REQUIRED ACTIONS:
[1] According to the article on the possible wolf sighting in Maine, what share of Eastern Wolf ancestry did the DNA in the third wolf's scat show?
[2] From the article on the possible wolf sighting in Maine, reproduce word for word the part that opens with the words containing "But there is" and closes with "Fisheries and Wildlife.".
[3] Carry on writing the article on the possible wolf sighting in Maine, starting right after its last sentence.

A local organization has caught a possible wolf sighting on camera in the northern Maine woods recently, sparking a debate on whether or not wolf populations exist in the state.
According to the state, although individual wolves might pop up from time to time, there haven’t been any breeding wolf populations since Wolves were eradicated from Maine in the 1900s, often through government-sponsored killing programs. The animals were viewed as a threat to livestock and killed through hunting, trapping and poisoning.
But according to the Bangor Daily News, the South China-based Maine Wolf Coalition, a group of five volunteers and a wildlife biologist, who regularly set up trail cameras and search the woods looking for scat samples in Maine, have reported that they’ve had both photo evidence of wolves, saying that at least 4 are present in the state, as of the latest discovery. When the MWC tested the scat of the third wolf they found in 2019, the DNA inside the scat confirmed their suspicions: the animal had 84% Eastern Wolf ancestry.
But there is debate among the scientific community over whether an eastern wolf is even considered a wolf species. The Maine Department of Inland Fisheries and Wildlife, which also reviewed the report, said it considers the animal to be a hybrid species, not a wolf. However, there is no agreed-upon standard for DNA samples or a threshold for what is considered a hybrid species, according to Nathan Webb, the director of the wildlife division at the Maine Department of Inland Fisheries and Wildlife.

AVAILABLE DATA:

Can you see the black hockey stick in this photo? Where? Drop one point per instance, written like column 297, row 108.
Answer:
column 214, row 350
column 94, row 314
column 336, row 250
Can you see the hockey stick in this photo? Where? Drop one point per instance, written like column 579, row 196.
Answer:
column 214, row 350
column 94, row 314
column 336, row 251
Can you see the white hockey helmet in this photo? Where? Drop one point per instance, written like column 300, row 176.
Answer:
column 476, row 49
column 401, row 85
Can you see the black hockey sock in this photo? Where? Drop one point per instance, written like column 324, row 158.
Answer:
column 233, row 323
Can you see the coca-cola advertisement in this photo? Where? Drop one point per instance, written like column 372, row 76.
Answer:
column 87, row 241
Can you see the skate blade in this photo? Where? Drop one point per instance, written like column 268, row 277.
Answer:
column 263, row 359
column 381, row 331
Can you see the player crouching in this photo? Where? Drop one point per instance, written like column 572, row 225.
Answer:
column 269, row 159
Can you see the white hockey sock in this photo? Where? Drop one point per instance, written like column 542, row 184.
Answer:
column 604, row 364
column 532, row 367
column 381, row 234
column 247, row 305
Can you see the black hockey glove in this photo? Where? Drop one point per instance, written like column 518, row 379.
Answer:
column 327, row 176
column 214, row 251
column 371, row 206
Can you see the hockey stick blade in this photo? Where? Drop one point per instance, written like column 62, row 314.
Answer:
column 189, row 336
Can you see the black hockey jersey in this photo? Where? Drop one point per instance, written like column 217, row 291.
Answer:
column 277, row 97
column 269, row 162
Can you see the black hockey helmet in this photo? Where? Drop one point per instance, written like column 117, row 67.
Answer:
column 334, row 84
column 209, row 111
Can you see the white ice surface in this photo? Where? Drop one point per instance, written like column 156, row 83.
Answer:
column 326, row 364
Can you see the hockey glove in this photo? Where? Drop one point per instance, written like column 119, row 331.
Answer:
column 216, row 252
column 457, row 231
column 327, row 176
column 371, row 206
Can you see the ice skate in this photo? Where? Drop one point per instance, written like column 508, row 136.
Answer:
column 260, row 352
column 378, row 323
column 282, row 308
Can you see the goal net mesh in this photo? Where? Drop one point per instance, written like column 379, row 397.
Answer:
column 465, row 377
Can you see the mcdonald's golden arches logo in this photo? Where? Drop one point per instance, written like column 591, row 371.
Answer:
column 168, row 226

ANSWERS IN ORDER:
[1] 84% Eastern Wolf ancestry.

[2]
But there is debate among the scientific community over whether an eastern wolf is even considered a wolf species. The Maine Department of Inland Fisheries and Wildlife, which also reviewed the report, said it considers the animal to be a hybrid species, not a wolf. However, there is no agreed-upon standard for DNA samples or a threshold for what is considered a hybrid species, according to Nathan Webb, the director of the wildlife division at the Maine Department of Inland Fisheries and Wildlife.

[3]
“There is no scientific or regulatory consensus on the genetics of wolves in the Northeast as to how to definitively distinguish between an eastern coyote and an eastern wolf, or whether an eastern wolf represents a distinct wolf species or a hybrid,” Webb said.
John Glowa, the president of the coalition responded by saying that “Eighty-four percent is a very high percentage, and we would not consider it a hybrid. “There are very few if any pure eastern wolves left on the planet due to their historic interbreeding with coyotes.”
Some experts say that wolves could be coming into the northeastern United States by crossing the frozen St. Lawrence River as they make their way south through Canada, with the coalition believing multiple wolves have been killed in the Northeast states, most recently in New York in 2021, because they were mistaken for coyotes by hunters.
So far the coalition has collected 170 scat samples throughout northern and western Maine, and is awaiting results from Michigan Technological University, he said. Glowa expects there will be additional wolves documented through this testing.
“We have proven that wolves are here, but the government won’t acknowledge them,” he said.